START Material for this exercise

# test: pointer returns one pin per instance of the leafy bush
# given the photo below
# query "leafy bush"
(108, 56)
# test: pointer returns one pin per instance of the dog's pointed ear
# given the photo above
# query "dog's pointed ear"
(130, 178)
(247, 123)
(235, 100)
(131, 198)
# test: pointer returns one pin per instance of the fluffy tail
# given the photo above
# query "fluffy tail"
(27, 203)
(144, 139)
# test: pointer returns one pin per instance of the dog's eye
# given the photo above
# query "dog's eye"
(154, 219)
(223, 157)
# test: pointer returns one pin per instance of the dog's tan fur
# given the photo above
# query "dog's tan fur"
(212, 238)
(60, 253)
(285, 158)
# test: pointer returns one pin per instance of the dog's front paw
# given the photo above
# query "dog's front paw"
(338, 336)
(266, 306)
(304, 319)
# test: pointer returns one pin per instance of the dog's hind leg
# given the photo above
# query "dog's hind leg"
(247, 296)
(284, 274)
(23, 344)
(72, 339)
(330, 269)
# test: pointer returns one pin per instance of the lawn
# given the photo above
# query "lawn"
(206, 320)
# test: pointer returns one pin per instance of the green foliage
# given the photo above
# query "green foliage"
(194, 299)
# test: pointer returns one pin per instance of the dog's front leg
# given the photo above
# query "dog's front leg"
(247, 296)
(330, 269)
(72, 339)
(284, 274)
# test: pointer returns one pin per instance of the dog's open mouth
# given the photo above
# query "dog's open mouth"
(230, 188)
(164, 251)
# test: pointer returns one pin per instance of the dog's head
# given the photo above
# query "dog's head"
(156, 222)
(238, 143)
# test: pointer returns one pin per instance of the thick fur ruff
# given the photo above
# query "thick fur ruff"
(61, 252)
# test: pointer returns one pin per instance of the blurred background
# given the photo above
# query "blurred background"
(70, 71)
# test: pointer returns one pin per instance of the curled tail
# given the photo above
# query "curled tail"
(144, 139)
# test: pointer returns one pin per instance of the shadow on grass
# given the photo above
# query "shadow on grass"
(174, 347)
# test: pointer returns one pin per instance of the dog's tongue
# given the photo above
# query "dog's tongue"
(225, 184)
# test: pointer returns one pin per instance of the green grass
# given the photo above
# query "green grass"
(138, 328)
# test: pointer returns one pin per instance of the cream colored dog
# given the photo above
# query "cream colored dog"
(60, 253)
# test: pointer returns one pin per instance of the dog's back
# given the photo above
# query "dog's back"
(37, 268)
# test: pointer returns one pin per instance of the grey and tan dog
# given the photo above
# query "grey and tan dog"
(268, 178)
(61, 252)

END Material for this exercise
START Material for this exercise

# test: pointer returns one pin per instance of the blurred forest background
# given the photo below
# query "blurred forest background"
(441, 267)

END Material for this exercise
START Material for this exercise

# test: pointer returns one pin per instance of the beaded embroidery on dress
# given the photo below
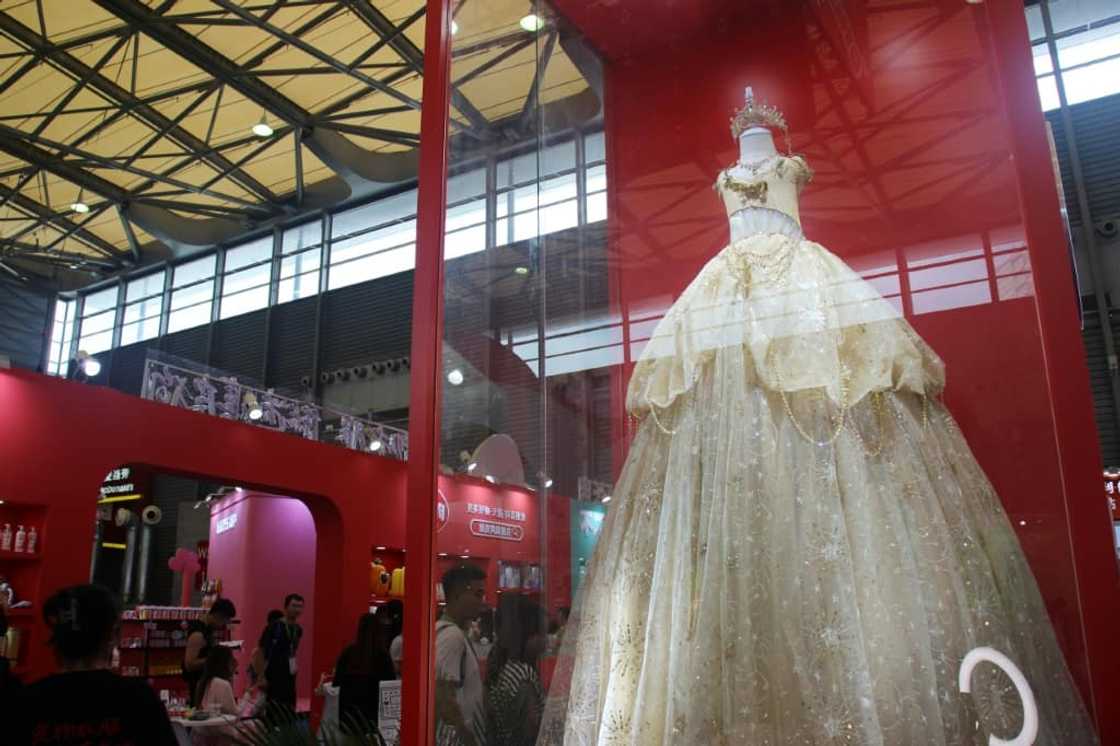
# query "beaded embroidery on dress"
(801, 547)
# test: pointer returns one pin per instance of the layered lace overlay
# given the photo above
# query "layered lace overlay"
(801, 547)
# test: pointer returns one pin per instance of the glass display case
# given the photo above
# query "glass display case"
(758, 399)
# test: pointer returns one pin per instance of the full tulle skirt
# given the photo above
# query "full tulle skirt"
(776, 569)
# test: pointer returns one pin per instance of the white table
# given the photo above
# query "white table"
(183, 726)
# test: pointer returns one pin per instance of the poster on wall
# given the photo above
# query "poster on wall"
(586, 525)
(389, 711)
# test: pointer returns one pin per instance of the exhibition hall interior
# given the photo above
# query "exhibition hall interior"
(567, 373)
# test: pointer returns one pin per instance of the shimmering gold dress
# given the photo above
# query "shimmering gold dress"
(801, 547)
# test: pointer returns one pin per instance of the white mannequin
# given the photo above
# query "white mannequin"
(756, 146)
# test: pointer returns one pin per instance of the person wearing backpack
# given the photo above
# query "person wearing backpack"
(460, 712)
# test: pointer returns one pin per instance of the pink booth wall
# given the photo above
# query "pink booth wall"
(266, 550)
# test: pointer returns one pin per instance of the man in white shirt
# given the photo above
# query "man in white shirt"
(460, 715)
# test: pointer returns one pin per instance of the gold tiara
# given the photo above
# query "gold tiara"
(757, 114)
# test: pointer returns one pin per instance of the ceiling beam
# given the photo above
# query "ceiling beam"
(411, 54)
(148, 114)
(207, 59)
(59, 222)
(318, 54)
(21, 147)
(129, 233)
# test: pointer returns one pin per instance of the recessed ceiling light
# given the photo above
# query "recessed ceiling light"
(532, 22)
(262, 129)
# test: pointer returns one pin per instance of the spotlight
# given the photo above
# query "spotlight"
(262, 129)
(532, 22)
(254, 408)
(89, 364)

END Material for this exercise

From the data above, output only the lines between the line containing "# test: pointer returns one pin per instance of the person" and the line containing "# test: pointer returns one pin per instance of the spotlight", inclusive, exactly as written.

* **Solved problem**
# test: pointer returns one pin per instance of the person wearing backpack
# given the photo above
# query "person wearing backpack"
(460, 712)
# test: pointer returns one pin per instance of the pink booth wall
# given the photo above
# query "pink booth wall"
(266, 550)
# test: pointer returns one pin per instance of the man in white shirt
# given the photo above
# query "man in white shirt"
(460, 715)
# test: pointer returns one pin per instance of the gold tiara
# given the photo above
# query "gold tiara"
(757, 114)
# test: pointer returns one pin per instance of the ceiling beam
# given the photo above
# query "ceiling beam"
(411, 54)
(148, 114)
(207, 59)
(59, 222)
(318, 54)
(21, 147)
(129, 233)
# test: pointer returns one pin per instance of the recessed ceiling light
# given the photo above
# query "recessed ceiling light"
(532, 22)
(262, 129)
# test: pointer returns one pin per instance of the spotlight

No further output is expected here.